What to produce >> In the entries that follow, how many lines contain "plate"? Answer with the number only.

[Image-backed grounding data]
■ ■ ■ ■ ■ ■ ■

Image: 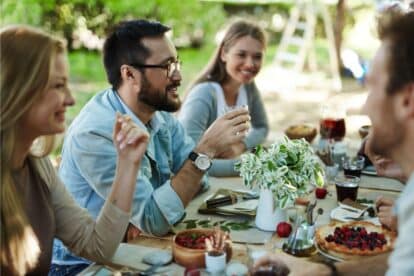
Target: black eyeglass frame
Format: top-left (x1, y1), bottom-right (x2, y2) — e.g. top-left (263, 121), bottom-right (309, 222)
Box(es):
top-left (129, 59), bottom-right (181, 78)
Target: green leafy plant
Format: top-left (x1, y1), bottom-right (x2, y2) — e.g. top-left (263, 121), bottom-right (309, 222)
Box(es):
top-left (235, 136), bottom-right (324, 208)
top-left (182, 219), bottom-right (253, 232)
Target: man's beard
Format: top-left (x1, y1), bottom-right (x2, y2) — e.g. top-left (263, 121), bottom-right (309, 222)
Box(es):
top-left (138, 75), bottom-right (181, 112)
top-left (369, 120), bottom-right (403, 159)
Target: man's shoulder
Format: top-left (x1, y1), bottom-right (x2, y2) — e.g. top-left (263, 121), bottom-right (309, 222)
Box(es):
top-left (80, 88), bottom-right (117, 115)
top-left (68, 89), bottom-right (118, 133)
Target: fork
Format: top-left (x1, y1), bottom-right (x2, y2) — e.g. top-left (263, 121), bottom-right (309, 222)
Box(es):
top-left (343, 216), bottom-right (366, 221)
top-left (343, 206), bottom-right (376, 221)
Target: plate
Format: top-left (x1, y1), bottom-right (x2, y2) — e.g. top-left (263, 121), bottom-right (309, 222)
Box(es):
top-left (362, 165), bottom-right (377, 176)
top-left (330, 206), bottom-right (380, 225)
top-left (315, 243), bottom-right (344, 262)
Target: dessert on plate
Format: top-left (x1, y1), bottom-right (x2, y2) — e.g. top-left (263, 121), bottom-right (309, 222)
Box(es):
top-left (315, 221), bottom-right (396, 261)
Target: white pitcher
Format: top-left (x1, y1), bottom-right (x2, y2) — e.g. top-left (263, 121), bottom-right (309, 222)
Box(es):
top-left (255, 189), bottom-right (287, 231)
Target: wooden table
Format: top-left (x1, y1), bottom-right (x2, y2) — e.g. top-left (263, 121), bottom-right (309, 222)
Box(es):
top-left (81, 174), bottom-right (403, 275)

■ ■ ■ ■ ■ ■ ■

Answer section >> 2